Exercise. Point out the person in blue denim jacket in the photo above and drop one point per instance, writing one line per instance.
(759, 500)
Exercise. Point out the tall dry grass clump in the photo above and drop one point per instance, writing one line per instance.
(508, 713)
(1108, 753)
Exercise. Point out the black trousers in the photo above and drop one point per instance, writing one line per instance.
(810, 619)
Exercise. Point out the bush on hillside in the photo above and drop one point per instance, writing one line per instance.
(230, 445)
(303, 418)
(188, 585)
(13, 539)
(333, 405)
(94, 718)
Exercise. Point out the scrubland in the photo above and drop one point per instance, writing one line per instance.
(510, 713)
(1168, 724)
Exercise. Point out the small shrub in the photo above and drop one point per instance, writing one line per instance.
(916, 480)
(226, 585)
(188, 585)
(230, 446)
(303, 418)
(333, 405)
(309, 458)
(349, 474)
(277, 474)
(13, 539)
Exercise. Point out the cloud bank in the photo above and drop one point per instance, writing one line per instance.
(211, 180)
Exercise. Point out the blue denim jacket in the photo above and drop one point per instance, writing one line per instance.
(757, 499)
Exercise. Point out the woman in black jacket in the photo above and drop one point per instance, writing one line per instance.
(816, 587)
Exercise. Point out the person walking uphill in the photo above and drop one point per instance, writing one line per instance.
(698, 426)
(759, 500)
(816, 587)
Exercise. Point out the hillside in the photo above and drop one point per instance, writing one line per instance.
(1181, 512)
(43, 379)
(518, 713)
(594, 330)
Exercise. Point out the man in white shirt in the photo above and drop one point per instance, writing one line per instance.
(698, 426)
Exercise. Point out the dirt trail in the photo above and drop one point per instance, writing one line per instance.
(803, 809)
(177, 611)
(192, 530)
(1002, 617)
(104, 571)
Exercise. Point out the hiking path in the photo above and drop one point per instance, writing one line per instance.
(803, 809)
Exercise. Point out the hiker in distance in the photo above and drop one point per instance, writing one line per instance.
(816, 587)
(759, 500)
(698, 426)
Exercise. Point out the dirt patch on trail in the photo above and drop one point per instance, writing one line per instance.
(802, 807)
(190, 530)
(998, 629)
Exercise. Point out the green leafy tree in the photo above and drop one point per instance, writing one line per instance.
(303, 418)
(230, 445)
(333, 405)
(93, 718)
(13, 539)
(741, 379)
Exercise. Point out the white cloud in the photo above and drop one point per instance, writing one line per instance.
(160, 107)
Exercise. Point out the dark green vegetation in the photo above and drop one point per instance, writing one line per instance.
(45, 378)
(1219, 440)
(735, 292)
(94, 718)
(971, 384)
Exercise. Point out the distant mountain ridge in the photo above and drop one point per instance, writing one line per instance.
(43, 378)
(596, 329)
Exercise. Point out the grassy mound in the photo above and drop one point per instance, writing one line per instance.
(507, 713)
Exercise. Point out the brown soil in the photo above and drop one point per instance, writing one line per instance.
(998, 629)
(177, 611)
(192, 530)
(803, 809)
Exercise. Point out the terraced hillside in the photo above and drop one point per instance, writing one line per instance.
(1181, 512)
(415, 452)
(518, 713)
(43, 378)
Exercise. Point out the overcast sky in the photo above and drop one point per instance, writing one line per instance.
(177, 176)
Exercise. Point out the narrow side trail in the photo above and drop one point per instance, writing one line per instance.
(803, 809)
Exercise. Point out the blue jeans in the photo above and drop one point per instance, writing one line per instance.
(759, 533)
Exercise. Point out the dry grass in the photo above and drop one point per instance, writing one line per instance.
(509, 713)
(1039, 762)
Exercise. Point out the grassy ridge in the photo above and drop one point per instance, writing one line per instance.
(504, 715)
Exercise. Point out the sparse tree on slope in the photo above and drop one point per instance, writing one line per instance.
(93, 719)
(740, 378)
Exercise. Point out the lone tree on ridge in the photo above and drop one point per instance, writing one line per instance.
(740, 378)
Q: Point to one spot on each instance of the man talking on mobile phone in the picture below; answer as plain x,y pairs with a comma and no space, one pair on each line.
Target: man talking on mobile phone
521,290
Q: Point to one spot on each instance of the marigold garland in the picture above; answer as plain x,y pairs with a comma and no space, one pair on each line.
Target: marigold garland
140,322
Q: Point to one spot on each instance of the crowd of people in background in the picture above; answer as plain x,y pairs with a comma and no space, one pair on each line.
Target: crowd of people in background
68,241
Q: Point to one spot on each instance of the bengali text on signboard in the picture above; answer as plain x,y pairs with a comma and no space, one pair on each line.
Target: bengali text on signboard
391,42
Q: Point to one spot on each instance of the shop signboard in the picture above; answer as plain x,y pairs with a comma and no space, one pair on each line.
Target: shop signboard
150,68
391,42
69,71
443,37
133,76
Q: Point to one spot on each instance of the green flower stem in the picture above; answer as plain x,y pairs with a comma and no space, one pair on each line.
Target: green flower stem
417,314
--*--
Each record must be returned in full and exactly.

Exercise. Point out the person in blue denim jacket in the photo above and drop one point per instance, writing one line per instance.
(759, 500)
Exercise. Point out the tall dry grass clump in the photo above and drop one point per instance, writing one line per instance.
(508, 713)
(1108, 753)
Exercise. Point out the black trousers in the photo above and drop one point per instance, writing one line per instance.
(810, 619)
Exercise. Point out the bush on hillside in the photo above and drop one point per instance, writing one line per instance.
(230, 445)
(303, 418)
(188, 585)
(13, 539)
(333, 405)
(94, 718)
Exercise. Point out the scrubland in the photo above and drop one point per instance, writing one line per instance.
(510, 713)
(1168, 724)
Exercise. Point out the small shrub in the photo above and drop one point per instance, writing one line per instance.
(916, 480)
(226, 585)
(188, 585)
(230, 446)
(303, 418)
(333, 405)
(309, 458)
(349, 474)
(277, 474)
(13, 539)
Exercise. Point out the cloud bank in the photo above and drop one point per instance, writing one line per instance.
(211, 180)
Exercise. Point out the blue denim jacket in the photo above and drop one point per instance, writing one line per instance.
(757, 499)
Exercise. Point out the woman in black jacket in the photo above and drop one point per instance, writing one line per instance.
(816, 587)
Exercise. Point out the person walking uphill in the photo above and drop one point per instance, writing one line per instance.
(698, 426)
(759, 500)
(816, 587)
Exercise. Point out the hillside in the photo above and drop one point per instance, writing one line per instance.
(1181, 512)
(43, 379)
(518, 713)
(594, 330)
Exercise. Point out the man in white shirt in the photo above and drop one point per instance, writing one line per instance.
(698, 426)
Exercise. Point out the dirt trail in the photo above and drop one point per instance, writing one line per instance.
(803, 809)
(177, 611)
(192, 530)
(1002, 617)
(104, 571)
Exercise. Point out the hiking path in the photo above and drop one point per instance, writing one line per instance.
(803, 809)
Exercise. Point out the hiker in distance in the photo above and drop one point per instance, writing one line per instance.
(816, 587)
(759, 500)
(698, 426)
Exercise. Point out the dirt patch on trail in the photo above and drop one point per instance, writing one line per instance.
(802, 807)
(190, 530)
(998, 629)
Exercise. Point out the green leafy tree in the photo above and drop one point per instance, writing one line per instance.
(303, 418)
(230, 445)
(333, 405)
(93, 718)
(13, 539)
(741, 379)
Exercise. Point out the white cloud in the photo above and drop one point per instance, writing one line per instance.
(160, 107)
Exercise. Point out the dark green vegetation in the photo above and drop one point per instance, writing one line per instance.
(45, 378)
(1219, 440)
(735, 292)
(94, 718)
(971, 384)
Exercise. Point out the distant mountain ridge in the photo above and drop one point per instance, writing one line per instance.
(43, 378)
(596, 329)
Exercise. Point out the grassy mound in the photo above and drop one point per instance, writing one line per instance.
(507, 713)
Exercise. Point out the brown soil in the photo above and drop one point per instance, writing one line per instance.
(998, 629)
(177, 611)
(192, 530)
(803, 809)
Exercise. Point out the terraced hillside in the photo above and drop one point per instance, writing one line per instance.
(1181, 512)
(415, 452)
(518, 713)
(43, 378)
Exercise. Point out the overcast sky in the photo above and drop one point per instance, writing one line per instance.
(177, 176)
Exercise. Point out the narrow side trail in the photo above and drop one point per instance, writing one line per instance.
(803, 809)
Exercise. Point out the blue jeans in the photo above and drop one point per instance, writing one line per instance.
(759, 533)
Exercise. Point out the dry grass in the photo above and drop one point per instance, writing one line per instance.
(509, 713)
(1039, 762)
Exercise. Point out the grassy ridge in the photo above and drop one point per instance, writing one line per instance.
(504, 715)
Exercise. Point out the sparse tree on slope in the photo above and drop one point per instance, writing one line per instance.
(93, 719)
(740, 378)
Exercise. Point out the lone tree on ridge in the photo above and drop one point per instance, writing one line per instance.
(740, 378)
Q: Point to one spot on each instance of the man talking on mobile phone in the picture below; answer as plain x,y pairs with a comma and no space, one pair on each line.
Target: man talking on mobile phone
521,290
Q: Point to one spot on each instance of the marigold garland in the picture above; answer as plain x,y pairs with a comma and no space, one pair on each line.
Target: marigold garland
140,322
Q: Point to one spot on each instance of the crowd of people in background in the picture above; answer as plain x,y pairs with a comma and no space, one pair on each line.
Target: crowd of people in background
68,241
Q: Point to one spot on each instance of the bengali text on signboard in the picture above; answer as plain x,y pairs with a comma and no space, one pair on each line.
Target: bengali text on signboard
391,42
Q: Point to one spot on each instance of the shop signboard in the picture above; answer as plain x,y pairs with a comma and no space, one pair on each line.
Target: shop signboard
150,68
391,42
69,71
443,37
133,76
Q: Point to one spot on each instance of the green flower stem in the picture above; answer as plain x,y pairs with a comma and no space, one pair on each line.
Target: green flower stem
417,314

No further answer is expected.